[Required task]: Pull out each line below that contains the string "flower", and copy every such line in full. Case matters.

Excerpts from a point labeling dataset
»»

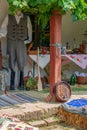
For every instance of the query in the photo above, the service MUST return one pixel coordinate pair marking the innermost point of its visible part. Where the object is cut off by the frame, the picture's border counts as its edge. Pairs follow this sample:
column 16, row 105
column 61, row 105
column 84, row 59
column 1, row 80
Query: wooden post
column 0, row 56
column 55, row 51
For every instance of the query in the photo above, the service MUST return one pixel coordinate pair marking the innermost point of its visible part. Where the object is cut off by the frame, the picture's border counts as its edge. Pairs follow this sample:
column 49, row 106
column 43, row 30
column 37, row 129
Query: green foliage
column 44, row 8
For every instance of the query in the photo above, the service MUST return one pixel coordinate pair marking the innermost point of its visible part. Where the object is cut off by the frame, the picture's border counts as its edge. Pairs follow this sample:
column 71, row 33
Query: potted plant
column 30, row 84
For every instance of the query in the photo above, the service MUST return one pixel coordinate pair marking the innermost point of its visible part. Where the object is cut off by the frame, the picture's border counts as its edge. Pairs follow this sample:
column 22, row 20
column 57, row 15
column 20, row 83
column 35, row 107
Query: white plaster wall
column 73, row 30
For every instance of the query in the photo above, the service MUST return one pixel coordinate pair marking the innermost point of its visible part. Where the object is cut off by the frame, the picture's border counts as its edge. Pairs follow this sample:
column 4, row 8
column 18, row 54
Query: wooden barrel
column 62, row 91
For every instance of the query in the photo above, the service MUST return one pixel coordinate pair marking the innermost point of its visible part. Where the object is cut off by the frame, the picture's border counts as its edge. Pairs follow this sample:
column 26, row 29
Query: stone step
column 45, row 122
column 31, row 111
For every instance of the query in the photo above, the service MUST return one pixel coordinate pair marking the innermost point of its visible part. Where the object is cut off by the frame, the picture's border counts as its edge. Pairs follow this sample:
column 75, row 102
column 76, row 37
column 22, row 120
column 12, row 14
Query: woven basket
column 81, row 80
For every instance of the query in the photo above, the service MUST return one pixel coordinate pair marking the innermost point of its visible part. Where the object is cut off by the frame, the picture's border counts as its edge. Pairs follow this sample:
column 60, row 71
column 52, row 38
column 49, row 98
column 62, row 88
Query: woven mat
column 18, row 98
column 11, row 123
column 76, row 106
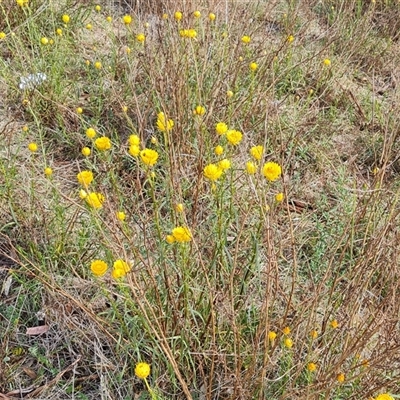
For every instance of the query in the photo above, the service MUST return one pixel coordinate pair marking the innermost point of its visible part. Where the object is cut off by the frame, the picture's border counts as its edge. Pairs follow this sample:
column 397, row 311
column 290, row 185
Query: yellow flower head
column 32, row 147
column 149, row 156
column 86, row 151
column 251, row 168
column 341, row 378
column 102, row 143
column 221, row 128
column 224, row 164
column 134, row 140
column 286, row 330
column 140, row 37
column 134, row 150
column 279, row 197
column 94, row 200
column 127, row 19
column 212, row 172
column 170, row 239
column 90, row 133
column 234, row 137
column 120, row 215
column 312, row 367
column 85, row 178
column 48, row 171
column 98, row 267
column 65, row 18
column 288, row 343
column 164, row 124
column 257, row 152
column 272, row 171
column 181, row 234
column 219, row 150
column 199, row 110
column 142, row 370
column 253, row 66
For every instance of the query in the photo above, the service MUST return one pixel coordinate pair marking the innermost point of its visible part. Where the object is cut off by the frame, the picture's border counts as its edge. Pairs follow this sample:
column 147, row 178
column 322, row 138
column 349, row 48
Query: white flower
column 32, row 80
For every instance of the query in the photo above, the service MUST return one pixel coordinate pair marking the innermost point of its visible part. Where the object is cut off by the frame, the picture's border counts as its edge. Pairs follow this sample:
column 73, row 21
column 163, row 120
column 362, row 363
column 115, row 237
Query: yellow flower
column 224, row 164
column 134, row 150
column 94, row 200
column 334, row 323
column 85, row 178
column 234, row 137
column 126, row 19
column 120, row 215
column 98, row 267
column 327, row 62
column 219, row 150
column 121, row 266
column 257, row 152
column 253, row 66
column 199, row 110
column 221, row 128
column 179, row 207
column 149, row 156
column 288, row 343
column 178, row 15
column 48, row 171
column 134, row 140
column 102, row 143
column 272, row 171
column 32, row 147
column 341, row 378
column 181, row 234
column 312, row 367
column 170, row 239
column 384, row 396
column 86, row 151
column 251, row 168
column 314, row 334
column 90, row 133
column 164, row 124
column 286, row 330
column 279, row 197
column 140, row 37
column 212, row 172
column 142, row 370
column 65, row 18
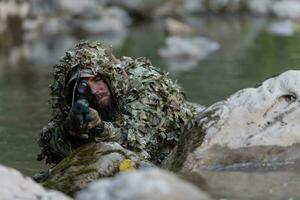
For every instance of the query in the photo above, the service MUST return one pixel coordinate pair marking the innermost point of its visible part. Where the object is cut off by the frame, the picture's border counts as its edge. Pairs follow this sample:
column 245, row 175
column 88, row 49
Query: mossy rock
column 89, row 163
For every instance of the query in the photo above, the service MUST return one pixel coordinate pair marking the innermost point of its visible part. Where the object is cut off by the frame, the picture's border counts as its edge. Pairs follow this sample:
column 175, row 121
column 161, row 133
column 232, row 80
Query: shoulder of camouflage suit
column 156, row 108
column 153, row 106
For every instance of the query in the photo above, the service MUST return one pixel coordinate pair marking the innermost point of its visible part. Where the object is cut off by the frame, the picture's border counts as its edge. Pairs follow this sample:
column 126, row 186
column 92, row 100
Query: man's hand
column 82, row 119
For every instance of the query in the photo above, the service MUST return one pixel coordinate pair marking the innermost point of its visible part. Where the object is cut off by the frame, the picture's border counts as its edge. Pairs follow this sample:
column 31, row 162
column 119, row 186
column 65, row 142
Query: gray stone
column 255, row 126
column 112, row 20
column 183, row 53
column 142, row 185
column 14, row 186
column 89, row 163
column 177, row 28
column 287, row 9
column 282, row 28
column 65, row 7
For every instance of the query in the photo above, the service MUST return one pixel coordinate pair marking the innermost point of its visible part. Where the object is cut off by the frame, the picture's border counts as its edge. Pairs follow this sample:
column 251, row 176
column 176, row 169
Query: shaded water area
column 248, row 54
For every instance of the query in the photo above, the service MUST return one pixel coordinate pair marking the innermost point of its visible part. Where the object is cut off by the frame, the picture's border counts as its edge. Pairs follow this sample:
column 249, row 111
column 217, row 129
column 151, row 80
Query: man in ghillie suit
column 96, row 97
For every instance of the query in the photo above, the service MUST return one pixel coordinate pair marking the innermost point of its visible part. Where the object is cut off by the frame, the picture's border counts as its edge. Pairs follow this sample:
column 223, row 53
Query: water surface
column 248, row 55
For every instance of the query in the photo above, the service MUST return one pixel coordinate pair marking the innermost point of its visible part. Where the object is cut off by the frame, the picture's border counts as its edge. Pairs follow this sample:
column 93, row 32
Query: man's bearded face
column 102, row 98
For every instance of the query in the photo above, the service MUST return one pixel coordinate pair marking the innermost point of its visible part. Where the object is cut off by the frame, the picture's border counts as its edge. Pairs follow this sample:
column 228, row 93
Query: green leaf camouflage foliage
column 152, row 109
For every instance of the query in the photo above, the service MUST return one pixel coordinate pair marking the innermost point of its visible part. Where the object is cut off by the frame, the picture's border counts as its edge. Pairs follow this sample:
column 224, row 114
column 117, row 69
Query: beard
column 106, row 111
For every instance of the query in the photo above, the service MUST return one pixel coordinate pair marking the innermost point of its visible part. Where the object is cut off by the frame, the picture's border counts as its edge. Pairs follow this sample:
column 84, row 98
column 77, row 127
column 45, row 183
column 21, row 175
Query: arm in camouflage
column 153, row 109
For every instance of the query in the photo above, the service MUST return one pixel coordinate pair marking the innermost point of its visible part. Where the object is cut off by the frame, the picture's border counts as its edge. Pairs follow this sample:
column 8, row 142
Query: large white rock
column 255, row 125
column 142, row 185
column 14, row 186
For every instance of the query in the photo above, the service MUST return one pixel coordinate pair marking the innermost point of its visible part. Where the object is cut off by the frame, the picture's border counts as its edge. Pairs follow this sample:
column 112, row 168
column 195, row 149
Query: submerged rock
column 282, row 28
column 255, row 125
column 142, row 185
column 89, row 163
column 14, row 186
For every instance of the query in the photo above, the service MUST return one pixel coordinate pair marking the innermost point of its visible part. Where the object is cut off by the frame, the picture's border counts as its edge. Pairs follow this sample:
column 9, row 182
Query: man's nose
column 97, row 91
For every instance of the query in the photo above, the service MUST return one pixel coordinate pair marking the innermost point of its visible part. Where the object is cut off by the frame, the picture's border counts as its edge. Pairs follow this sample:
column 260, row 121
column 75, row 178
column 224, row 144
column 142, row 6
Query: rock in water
column 14, row 186
column 255, row 125
column 142, row 185
column 89, row 163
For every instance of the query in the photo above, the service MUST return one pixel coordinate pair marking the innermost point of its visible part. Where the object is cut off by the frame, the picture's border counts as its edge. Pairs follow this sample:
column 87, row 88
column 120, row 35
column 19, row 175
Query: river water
column 248, row 54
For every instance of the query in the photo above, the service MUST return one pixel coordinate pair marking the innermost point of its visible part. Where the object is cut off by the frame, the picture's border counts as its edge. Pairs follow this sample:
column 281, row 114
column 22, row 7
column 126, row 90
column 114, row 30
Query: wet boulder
column 142, row 185
column 253, row 127
column 89, row 163
column 15, row 186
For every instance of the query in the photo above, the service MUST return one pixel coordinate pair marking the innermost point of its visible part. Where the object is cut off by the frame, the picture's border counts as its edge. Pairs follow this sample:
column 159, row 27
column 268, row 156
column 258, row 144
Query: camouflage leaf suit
column 152, row 109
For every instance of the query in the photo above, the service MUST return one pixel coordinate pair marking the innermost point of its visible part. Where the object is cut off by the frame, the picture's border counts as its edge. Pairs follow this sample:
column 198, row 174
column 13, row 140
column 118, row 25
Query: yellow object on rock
column 126, row 165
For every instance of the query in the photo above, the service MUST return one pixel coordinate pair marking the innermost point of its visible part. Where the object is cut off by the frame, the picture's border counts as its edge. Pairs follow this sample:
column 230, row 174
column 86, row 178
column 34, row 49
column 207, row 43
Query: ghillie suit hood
column 152, row 108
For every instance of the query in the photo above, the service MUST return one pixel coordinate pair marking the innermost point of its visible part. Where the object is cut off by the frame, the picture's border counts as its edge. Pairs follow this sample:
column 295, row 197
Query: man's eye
column 97, row 79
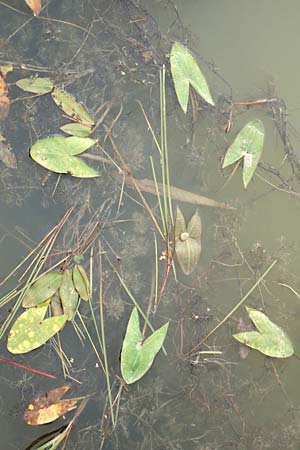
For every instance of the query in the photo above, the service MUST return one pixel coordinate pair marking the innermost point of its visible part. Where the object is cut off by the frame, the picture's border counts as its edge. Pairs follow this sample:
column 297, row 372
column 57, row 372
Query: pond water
column 108, row 53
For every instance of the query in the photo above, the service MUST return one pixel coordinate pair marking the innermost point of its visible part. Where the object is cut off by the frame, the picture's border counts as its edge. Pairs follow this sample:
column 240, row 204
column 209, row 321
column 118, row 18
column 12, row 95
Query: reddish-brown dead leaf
column 35, row 6
column 48, row 407
column 4, row 99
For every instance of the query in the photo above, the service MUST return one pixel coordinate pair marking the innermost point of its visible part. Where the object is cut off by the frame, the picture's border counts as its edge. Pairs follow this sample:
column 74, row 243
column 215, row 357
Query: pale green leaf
column 270, row 339
column 137, row 358
column 248, row 145
column 81, row 282
column 36, row 85
column 68, row 295
column 42, row 289
column 30, row 331
column 71, row 107
column 185, row 71
column 57, row 154
column 76, row 129
column 188, row 241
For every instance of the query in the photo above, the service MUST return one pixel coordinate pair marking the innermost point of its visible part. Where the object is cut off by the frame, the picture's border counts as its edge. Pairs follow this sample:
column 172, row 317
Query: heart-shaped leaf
column 30, row 331
column 81, row 282
column 36, row 85
column 57, row 154
column 77, row 129
column 42, row 289
column 185, row 71
column 248, row 144
column 68, row 295
column 137, row 357
column 188, row 241
column 71, row 107
column 48, row 407
column 270, row 339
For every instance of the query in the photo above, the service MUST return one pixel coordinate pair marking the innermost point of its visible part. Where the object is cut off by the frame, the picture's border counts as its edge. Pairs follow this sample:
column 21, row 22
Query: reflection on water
column 112, row 54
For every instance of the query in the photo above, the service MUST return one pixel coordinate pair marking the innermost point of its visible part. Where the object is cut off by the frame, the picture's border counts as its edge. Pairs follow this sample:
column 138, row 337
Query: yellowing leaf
column 36, row 85
column 35, row 6
column 48, row 407
column 71, row 107
column 30, row 331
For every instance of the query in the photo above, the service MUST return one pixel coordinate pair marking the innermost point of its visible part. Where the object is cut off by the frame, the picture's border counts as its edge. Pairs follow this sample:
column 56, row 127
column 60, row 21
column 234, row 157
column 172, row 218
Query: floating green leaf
column 36, row 85
column 57, row 154
column 137, row 357
column 42, row 289
column 81, row 282
column 185, row 71
column 68, row 295
column 270, row 339
column 30, row 331
column 71, row 107
column 188, row 241
column 77, row 129
column 248, row 144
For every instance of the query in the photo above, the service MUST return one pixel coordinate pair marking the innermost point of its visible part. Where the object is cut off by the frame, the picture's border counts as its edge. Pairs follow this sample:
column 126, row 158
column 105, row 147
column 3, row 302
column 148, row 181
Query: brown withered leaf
column 7, row 156
column 35, row 6
column 4, row 99
column 48, row 407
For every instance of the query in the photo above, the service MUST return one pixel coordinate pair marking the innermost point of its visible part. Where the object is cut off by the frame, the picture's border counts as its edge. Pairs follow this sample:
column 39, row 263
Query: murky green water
column 203, row 402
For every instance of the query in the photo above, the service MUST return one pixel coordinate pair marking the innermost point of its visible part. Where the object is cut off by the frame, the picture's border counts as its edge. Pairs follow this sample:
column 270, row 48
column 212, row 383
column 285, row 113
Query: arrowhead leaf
column 30, row 331
column 137, row 358
column 42, row 289
column 248, row 144
column 36, row 85
column 188, row 241
column 270, row 339
column 57, row 154
column 185, row 71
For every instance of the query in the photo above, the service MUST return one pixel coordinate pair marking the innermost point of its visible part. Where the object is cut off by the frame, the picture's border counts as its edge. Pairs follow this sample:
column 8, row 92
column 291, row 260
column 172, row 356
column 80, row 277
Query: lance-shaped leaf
column 81, row 282
column 57, row 154
column 248, row 144
column 185, row 71
column 36, row 85
column 270, row 339
column 42, row 289
column 30, row 331
column 137, row 357
column 68, row 294
column 48, row 407
column 71, row 107
column 77, row 129
column 188, row 241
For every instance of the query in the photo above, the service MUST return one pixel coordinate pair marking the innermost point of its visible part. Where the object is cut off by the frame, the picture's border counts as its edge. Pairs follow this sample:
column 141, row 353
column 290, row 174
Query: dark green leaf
column 270, row 339
column 185, row 71
column 57, row 154
column 188, row 241
column 137, row 358
column 248, row 145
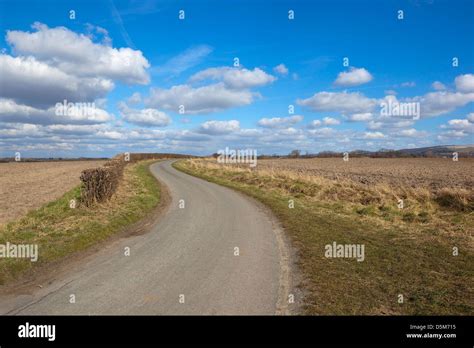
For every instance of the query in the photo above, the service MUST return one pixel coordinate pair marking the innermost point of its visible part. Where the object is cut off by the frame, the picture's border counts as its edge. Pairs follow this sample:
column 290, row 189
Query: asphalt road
column 186, row 263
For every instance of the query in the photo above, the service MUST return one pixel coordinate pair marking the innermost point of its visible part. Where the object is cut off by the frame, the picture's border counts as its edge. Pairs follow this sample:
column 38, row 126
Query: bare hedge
column 99, row 184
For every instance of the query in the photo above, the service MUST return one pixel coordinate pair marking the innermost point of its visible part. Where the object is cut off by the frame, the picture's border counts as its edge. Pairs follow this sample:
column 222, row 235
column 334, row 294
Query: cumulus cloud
column 325, row 132
column 465, row 83
column 411, row 133
column 326, row 121
column 373, row 135
column 29, row 81
column 365, row 116
column 438, row 103
column 438, row 86
column 20, row 113
column 281, row 69
column 464, row 125
column 78, row 55
column 353, row 77
column 219, row 127
column 343, row 102
column 185, row 60
column 409, row 84
column 200, row 100
column 144, row 117
column 235, row 78
column 279, row 122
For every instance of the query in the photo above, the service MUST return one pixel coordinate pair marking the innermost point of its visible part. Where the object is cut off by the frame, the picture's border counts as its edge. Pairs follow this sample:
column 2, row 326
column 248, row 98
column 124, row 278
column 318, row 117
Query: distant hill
column 440, row 151
column 432, row 151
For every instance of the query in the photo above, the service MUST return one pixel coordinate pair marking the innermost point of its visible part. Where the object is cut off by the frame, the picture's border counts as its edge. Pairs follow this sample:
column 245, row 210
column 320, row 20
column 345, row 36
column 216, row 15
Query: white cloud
column 326, row 121
column 20, row 113
column 438, row 103
column 77, row 55
column 460, row 124
column 185, row 60
column 325, row 132
column 29, row 81
column 409, row 84
column 373, row 135
column 353, row 77
column 365, row 116
column 206, row 99
column 235, row 78
column 411, row 133
column 438, row 86
column 465, row 83
column 144, row 117
column 281, row 69
column 279, row 122
column 135, row 98
column 343, row 102
column 219, row 127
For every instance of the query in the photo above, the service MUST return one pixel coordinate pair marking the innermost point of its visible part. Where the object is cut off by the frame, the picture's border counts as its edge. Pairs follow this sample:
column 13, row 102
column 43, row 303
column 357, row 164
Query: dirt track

««

[Correct result]:
Query: yellow flower head
Query: white flower
Query: yellow flower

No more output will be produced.